━━━━━ Texte à lire ━━━━━
Portrait de Bruno Poellhuber

Les grandes classes ou très grandes classes font partie de notre paysage éducatif à l’Université de Montréal, comme dans de nombreuses universités. Elles permettent, entre autres, de s’assurer que les grandes cohortes étudiantes ont des acquis similaires.

Cependant, la recherche et notre expérience quotidienne révèlent des défis posés par le rôle passif imposé aux personnes étudiantes, notamment sur le plan de la motivation et de l’engagement, des obstacles aux questions et aux interactions, ainsi que de l’anonymat qui en résulte. Pour le corps professoral, elles posent aussi des défis de gestion de la classe, de la participation et des interactions avec les étudiants et étudiantes (Norton et LoCastro, 2001). Ceux-ci et celles-ci tendent à évaluer moins favorablement l’efficacité pédagogique du personnel enseignant œuvrant en grands groupes (Bedard et Kuhn, 2008).
━━━━━
- Objectif A
D’après le texte sur les grandes classes, que permettent notamment ces classes ?
- Objectif B
Recopiez fidèlement, dans le texte sur les grandes classes, le passage qui va de « Cependant, la recherche » jusqu’à « et Kuhn, 2008). ».
- Objectif C
Indiquez si chacun des énoncés suivants concorde avec le texte sur les grandes classes, en répondant par oui ou par non et en citant les mots du texte qui tranchent la question :
(i) Les personnes étudiantes évaluent plus favorablement l’efficacité pédagogique du personnel enseignant en grands groupes.
(ii) Les grandes classes posent au corps professoral des défis de gestion de la classe.
(iii) Les grandes classes sont présentes à l’Université de Montréal.
Les données reproduites ci-après constituent un matériau distinct du texte sur les grandes classes.
━━━━━ Extrait de données ━━━━━
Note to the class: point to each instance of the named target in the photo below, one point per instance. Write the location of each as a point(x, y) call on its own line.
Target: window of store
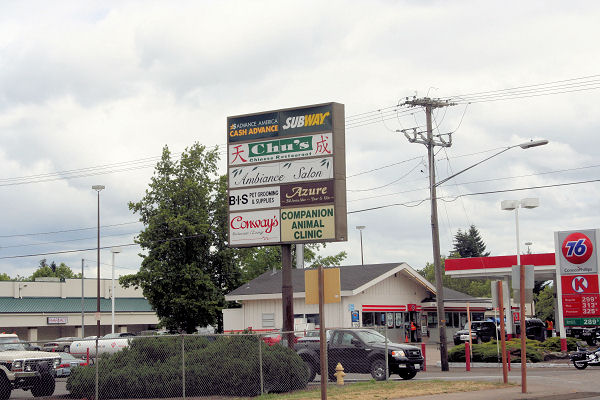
━━━━━
- Réponse complète A
Elles permettent de s’assurer que les grandes cohortes étudiantes ont des acquis similaires.

- Réponse complète B
Cependant, la recherche et notre expérience quotidienne révèlent des défis posés par le rôle passif imposé aux personnes étudiantes, notamment sur le plan de la motivation et de l’engagement, des obstacles aux questions et aux interactions, ainsi que de l’anonymat qui en résulte. Pour le corps professoral, elles posent aussi des défis de gestion de la classe, de la participation et des interactions avec les étudiants et étudiantes (Norton et LoCastro, 2001). Ceux-ci et celles-ci tendent à évaluer moins favorablement l’efficacité pédagogique du personnel enseignant œuvrant en grands groupes (Bedard et Kuhn, 2008).

- Réponse complète C
(i) Non : « tendent à évaluer moins favorablement l’efficacité pédagogique du personnel enseignant œuvrant en grands groupes ».
(ii) Oui : « Pour le corps professoral, elles posent aussi des défis de gestion de la classe ».
(iii) Oui : « font partie de notre paysage éducatif à l’Université de Montréal ».